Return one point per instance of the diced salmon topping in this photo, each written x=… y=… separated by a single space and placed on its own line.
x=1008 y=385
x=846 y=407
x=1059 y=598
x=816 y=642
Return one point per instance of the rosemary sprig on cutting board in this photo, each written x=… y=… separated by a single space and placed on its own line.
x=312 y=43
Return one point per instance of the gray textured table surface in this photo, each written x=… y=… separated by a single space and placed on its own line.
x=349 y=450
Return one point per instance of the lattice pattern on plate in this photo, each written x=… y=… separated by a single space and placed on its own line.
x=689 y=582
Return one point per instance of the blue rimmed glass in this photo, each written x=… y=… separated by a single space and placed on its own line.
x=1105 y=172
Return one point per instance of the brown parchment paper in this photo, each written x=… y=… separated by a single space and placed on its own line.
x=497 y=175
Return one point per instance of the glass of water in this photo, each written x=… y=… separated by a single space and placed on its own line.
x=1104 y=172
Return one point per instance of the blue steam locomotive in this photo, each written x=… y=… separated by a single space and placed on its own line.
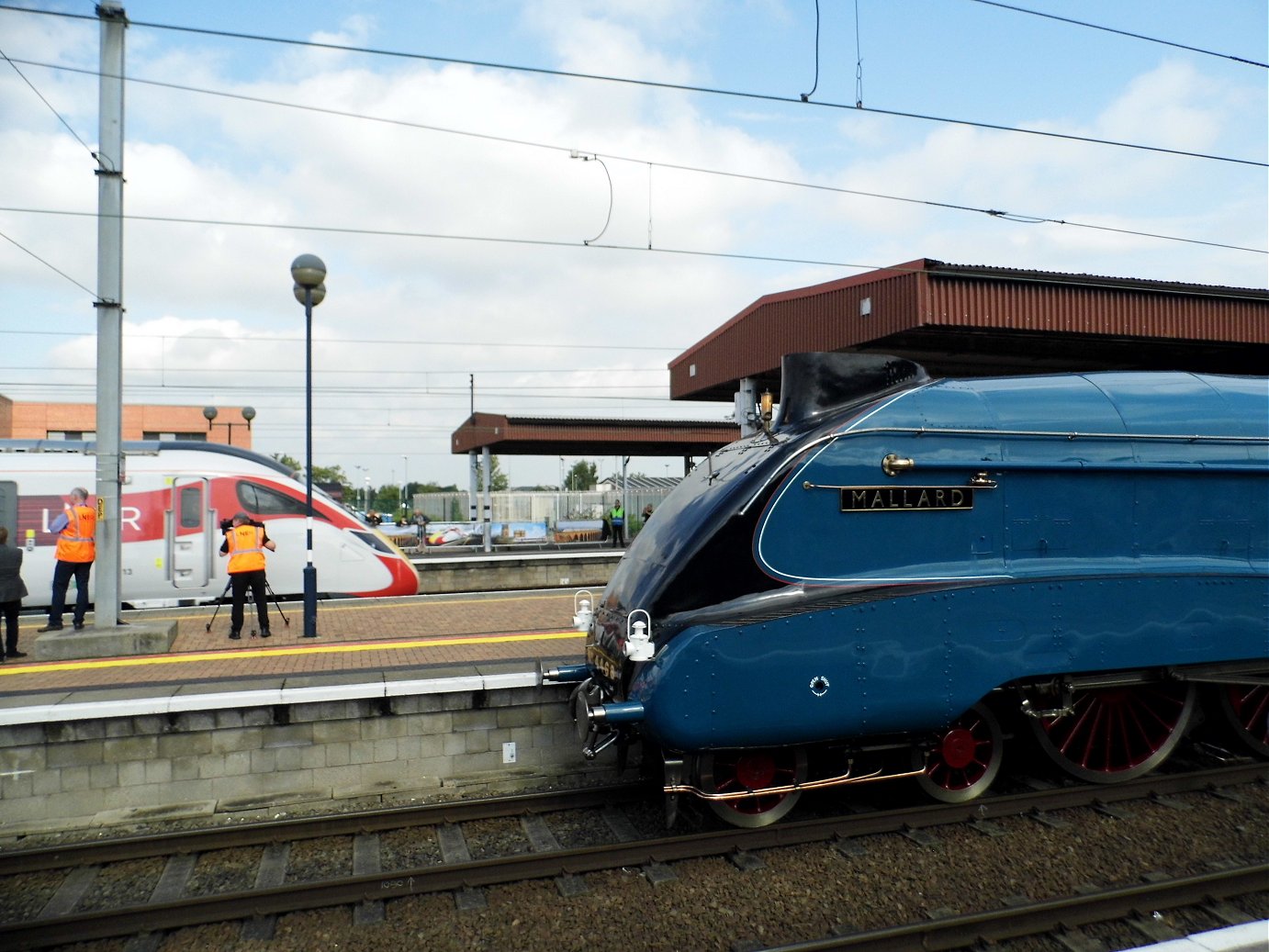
x=896 y=566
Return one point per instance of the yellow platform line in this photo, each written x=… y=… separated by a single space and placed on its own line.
x=324 y=607
x=345 y=647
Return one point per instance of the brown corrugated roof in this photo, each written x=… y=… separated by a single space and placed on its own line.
x=969 y=320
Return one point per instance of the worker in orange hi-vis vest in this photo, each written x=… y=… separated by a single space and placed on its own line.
x=75 y=528
x=245 y=543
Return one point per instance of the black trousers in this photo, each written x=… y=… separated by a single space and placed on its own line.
x=10 y=624
x=239 y=586
x=62 y=574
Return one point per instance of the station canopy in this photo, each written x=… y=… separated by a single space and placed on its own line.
x=954 y=320
x=972 y=321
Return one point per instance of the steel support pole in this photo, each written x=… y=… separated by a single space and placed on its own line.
x=309 y=569
x=107 y=574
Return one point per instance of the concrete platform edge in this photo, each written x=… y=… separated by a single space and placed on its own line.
x=175 y=702
x=123 y=640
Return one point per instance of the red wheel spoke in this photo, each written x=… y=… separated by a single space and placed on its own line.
x=1118 y=733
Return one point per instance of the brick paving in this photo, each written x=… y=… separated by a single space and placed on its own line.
x=355 y=639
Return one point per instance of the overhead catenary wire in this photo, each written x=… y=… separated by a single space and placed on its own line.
x=952 y=206
x=1123 y=33
x=651 y=84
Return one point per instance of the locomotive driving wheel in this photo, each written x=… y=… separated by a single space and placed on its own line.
x=965 y=758
x=1117 y=734
x=740 y=770
x=1246 y=709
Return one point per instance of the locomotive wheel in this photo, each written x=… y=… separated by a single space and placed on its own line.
x=1117 y=734
x=966 y=758
x=1246 y=709
x=739 y=770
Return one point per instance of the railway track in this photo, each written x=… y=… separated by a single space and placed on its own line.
x=369 y=882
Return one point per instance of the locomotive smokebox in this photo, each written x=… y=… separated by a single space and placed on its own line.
x=814 y=384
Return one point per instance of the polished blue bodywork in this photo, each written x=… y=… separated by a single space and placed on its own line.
x=1118 y=521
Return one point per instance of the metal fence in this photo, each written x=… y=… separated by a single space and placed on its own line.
x=548 y=508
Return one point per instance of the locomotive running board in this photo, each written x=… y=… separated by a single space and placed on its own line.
x=840 y=781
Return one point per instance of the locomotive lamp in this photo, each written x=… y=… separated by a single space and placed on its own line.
x=583 y=613
x=309 y=272
x=638 y=645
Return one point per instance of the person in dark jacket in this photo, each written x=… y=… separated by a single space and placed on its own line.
x=617 y=520
x=13 y=589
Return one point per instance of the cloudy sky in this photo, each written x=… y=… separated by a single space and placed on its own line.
x=555 y=241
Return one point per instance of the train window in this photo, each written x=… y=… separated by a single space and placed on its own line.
x=717 y=573
x=263 y=500
x=190 y=505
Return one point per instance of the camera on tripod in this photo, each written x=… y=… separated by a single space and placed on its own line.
x=226 y=524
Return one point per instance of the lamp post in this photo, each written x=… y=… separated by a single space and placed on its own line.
x=309 y=273
x=211 y=413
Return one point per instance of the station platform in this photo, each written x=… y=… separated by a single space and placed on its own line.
x=367 y=636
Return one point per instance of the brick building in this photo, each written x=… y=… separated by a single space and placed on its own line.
x=37 y=420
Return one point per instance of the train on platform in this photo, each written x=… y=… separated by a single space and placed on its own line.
x=175 y=494
x=899 y=574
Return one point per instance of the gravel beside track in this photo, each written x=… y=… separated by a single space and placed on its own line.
x=796 y=894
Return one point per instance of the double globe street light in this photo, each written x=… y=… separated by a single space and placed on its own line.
x=309 y=272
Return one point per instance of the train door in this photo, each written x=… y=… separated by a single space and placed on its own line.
x=189 y=543
x=9 y=510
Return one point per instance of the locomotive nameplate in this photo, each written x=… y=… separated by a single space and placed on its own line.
x=899 y=499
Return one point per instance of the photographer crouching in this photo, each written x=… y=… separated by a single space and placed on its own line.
x=245 y=541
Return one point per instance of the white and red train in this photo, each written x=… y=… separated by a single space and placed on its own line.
x=172 y=503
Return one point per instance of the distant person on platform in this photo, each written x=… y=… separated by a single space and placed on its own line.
x=75 y=528
x=244 y=543
x=13 y=589
x=617 y=518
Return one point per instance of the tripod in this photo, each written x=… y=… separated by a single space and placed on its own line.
x=250 y=598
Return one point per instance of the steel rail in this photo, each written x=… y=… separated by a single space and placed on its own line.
x=1049 y=915
x=201 y=911
x=263 y=833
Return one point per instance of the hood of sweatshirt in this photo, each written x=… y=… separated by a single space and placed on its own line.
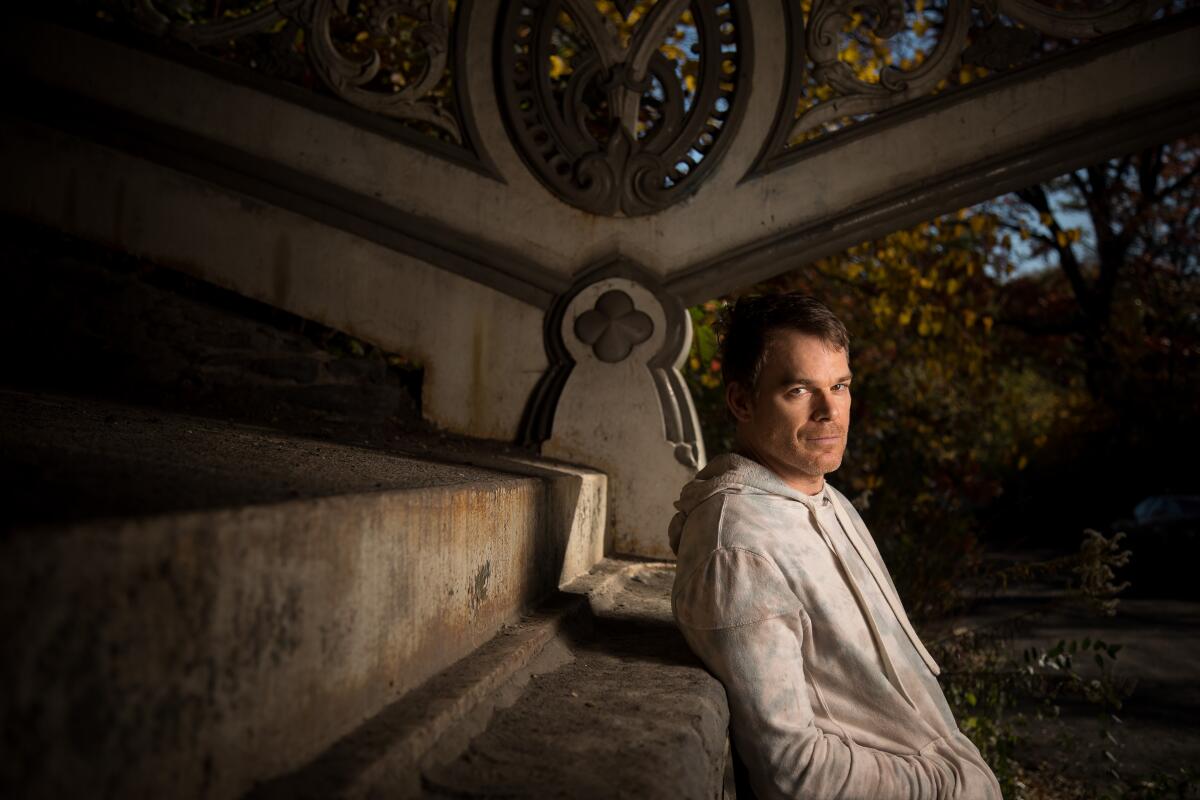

:: YOUR INSTRUCTIONS ::
Reproduce every line of the records above verbatim, omitting the pictures.

:: COMPLETE OUTPUT ::
Return one point per instance of the diced salmon topping in this photo, each written x=… y=… separated by a single space and placed on its own line.
x=1008 y=385
x=846 y=407
x=1059 y=598
x=816 y=642
Return one point per instance of the rosemary sprig on cutting board in this photo, each written x=… y=… separated by a single space and placed on its own line.
x=312 y=43
Return one point per instance of the gray textured table surface in this photo, each written x=… y=… separated by a single space and placed on its own line.
x=349 y=450
Return one point per instance of the lattice pattern on plate in this photo, each written x=… y=… separated by a single space and placed on its own line.
x=689 y=582
Return one point per instance of the blue rimmed glass in this photo, each written x=… y=… separated by a single space and placed on its own line.
x=1105 y=172
Return one point per instance of the brown parchment paper in this photo, each written x=… y=… separated by a single space and placed on its own line.
x=497 y=175
Return one point per instance of the glass of water in this photo, each written x=… y=… separated by a single space and placed on its own line.
x=1104 y=172
Return one point per instance of the blue steam locomotive in this photo, each written x=… y=… separated by a single space and placed on its own line.
x=896 y=566
Return one point per instance of the yellow platform line in this photo, each written x=… y=… separated by a single space and placed on its own line.
x=324 y=607
x=345 y=647
Return one point per instance of the brown corrugated roof in this photo, each written x=… y=… separated by a single space and placed on its own line.
x=969 y=320
Return one point per instance of the worker in orange hi-vis vest in this photo, each written x=… y=… separated by a single space and placed on its own line.
x=75 y=528
x=245 y=543
Return one point per instance of the black trousers in this photo, each written x=… y=… separated by a single space and placed on its own line.
x=10 y=624
x=239 y=586
x=62 y=574
Return one point per instance of the station canopy in this photo, each written x=… y=… separated by a single space and placed on its own line.
x=954 y=320
x=972 y=321
Return one point per instance of the steel support pole in this photo, each written x=… y=… separated by a single space and placed on its own line.
x=309 y=569
x=107 y=574
Return one point per instance of the concrete platform edge in this photo, each written x=… y=… separated by a single space and placed on its own line.
x=175 y=702
x=123 y=640
Return one point per instance of the red wheel spoke in this photo, each written x=… y=… separated by a single space and placed on its own line.
x=1118 y=733
Return one point per instance of the brick paving in this photo, each written x=… y=… separated by a single space and placed on its own line.
x=355 y=639
Return one point per instance of the overhead catenary wire in this photo, each written x=… y=… separated by a single space and placed on its own line.
x=952 y=206
x=1123 y=33
x=651 y=84
Return one point per instance of the locomotive driving wheel in this photo, each written x=… y=… separated by a single space and placed on its own line.
x=965 y=758
x=1117 y=734
x=740 y=770
x=1246 y=709
Return one point per instance of the locomotive wheel in this photo, each written x=… y=… separated by a single space and placed on its own line.
x=1117 y=734
x=966 y=758
x=1246 y=709
x=739 y=770
Return one point per instance of the railway track in this photo, each written x=… y=… separated by a single space and placed on its own line.
x=369 y=882
Return one point per instance of the locomotive smokebox in this photo, each written x=… y=… separated by a single space and placed on its own line.
x=814 y=384
Return one point per instance of the polished blue bodywork in this photo, each written x=… y=… separated by a single space and placed on its own line.
x=1118 y=521
Return one point per instance of the metal fence in this photo, each written x=… y=… separated by a single space and placed on its own line.
x=548 y=508
Return one point per instance of the locomotive running board in this photo, each written x=… y=… separated by a single space and placed on its own line.
x=840 y=781
Return one point per instance of the locomotive lamp in this photo, each written x=… y=… separated by a single space and placed on its own line.
x=583 y=613
x=309 y=272
x=638 y=645
Return one point per instance of the person in dark jacket in this photo, each written x=… y=… separated by a single space and placed on its own line.
x=617 y=520
x=13 y=589
Return one point per instance of the cloudy sky in this photo, each written x=… y=… separated by a single space and placed on its own line.
x=555 y=241
Return one point per instance of the train window in this photo, each written x=… y=… separated by a single space and placed on its own line.
x=717 y=573
x=263 y=500
x=190 y=505
Return one point per instance of the camera on tripod in this photo, each written x=… y=… separated by a single space and placed on its own line.
x=226 y=524
Return one point per instance of the lamp post in this photo, each written x=… y=… separated by a single space and placed on its own line.
x=309 y=273
x=211 y=413
Return one point per instance of the station platform in this photo, each written x=… y=… separated by a single space and placed on its own line.
x=367 y=636
Return one point per instance of the brick building in this photo, each written x=… y=… separated by a single space and placed on its own line.
x=37 y=420
Return one point per instance of the train on platform in this photo, each written x=… y=… separated by a single space and placed on its own line.
x=175 y=494
x=899 y=574
Return one point per instance of the gravel beside track in this photo, each written x=… y=… separated by a single space and placed on its own line.
x=796 y=894
Return one point per instance of the double globe street light in this photo, each written x=… y=… separated by a single space and placed on its own line.
x=309 y=272
Return one point per instance of the train door in this photo, each written x=… y=… separated by a single space and placed on its own line.
x=189 y=543
x=9 y=510
Return one point per instance of the locomotive nameplate in this photo, each written x=… y=… separated by a single space and placed on its own line.
x=899 y=499
Return one point per instance of the photographer crouching in this photo, each written x=… y=… separated by a single space and placed on its own line.
x=245 y=541
Return one point per instance of the white and red train in this photo, each written x=… y=… separated by a single space and placed on its own line.
x=172 y=503
Return one point per instance of the distant person on platform in this photo, each written x=… y=… separated by a single space and placed on its own line.
x=75 y=528
x=244 y=543
x=13 y=589
x=617 y=518
Return one point per instance of the tripod in this photo, each written x=… y=… separated by a single space and placed on its own line.
x=250 y=598
Return one point per instance of the steel rail in this photo, each written x=… y=… separated by a single space and placed on its own line.
x=1049 y=915
x=201 y=911
x=263 y=833
Return one point per instance of the hood of sweatshirt in this photo, each written x=… y=… separated by a single space and placed on its own line.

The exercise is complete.